The whole listing below should be output again, word for word.

→ Records shown:
=======
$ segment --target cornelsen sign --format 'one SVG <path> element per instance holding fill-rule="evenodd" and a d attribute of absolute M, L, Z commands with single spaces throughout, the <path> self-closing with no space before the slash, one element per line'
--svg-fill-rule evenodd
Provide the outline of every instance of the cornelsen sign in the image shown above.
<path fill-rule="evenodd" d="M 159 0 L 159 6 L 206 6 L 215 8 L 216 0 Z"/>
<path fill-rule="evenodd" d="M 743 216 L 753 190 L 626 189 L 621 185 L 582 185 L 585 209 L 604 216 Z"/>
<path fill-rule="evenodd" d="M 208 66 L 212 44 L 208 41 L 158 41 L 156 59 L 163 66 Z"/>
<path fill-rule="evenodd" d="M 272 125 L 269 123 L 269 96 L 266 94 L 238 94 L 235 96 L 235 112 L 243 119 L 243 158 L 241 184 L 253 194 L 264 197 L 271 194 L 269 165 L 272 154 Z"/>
=======
→ Output of the task:
$ segment --target cornelsen sign --format 'one SVG <path> element per instance holding fill-rule="evenodd" and a d attribute of absolute M, L, Z commands with single spaces throughout, the <path> self-closing with no space before the slash, one element per line'
--svg-fill-rule evenodd
Provide the outline of every instance of the cornelsen sign in the image shown above.
<path fill-rule="evenodd" d="M 159 0 L 159 6 L 206 6 L 215 8 L 216 0 Z"/>
<path fill-rule="evenodd" d="M 743 216 L 753 190 L 626 189 L 621 185 L 582 185 L 585 209 L 604 216 Z"/>
<path fill-rule="evenodd" d="M 208 66 L 212 44 L 208 41 L 158 41 L 156 59 L 163 66 Z"/>
<path fill-rule="evenodd" d="M 272 125 L 269 123 L 269 96 L 266 94 L 238 94 L 235 96 L 235 112 L 243 119 L 243 158 L 241 184 L 253 194 L 264 197 L 271 194 L 269 165 L 272 154 Z"/>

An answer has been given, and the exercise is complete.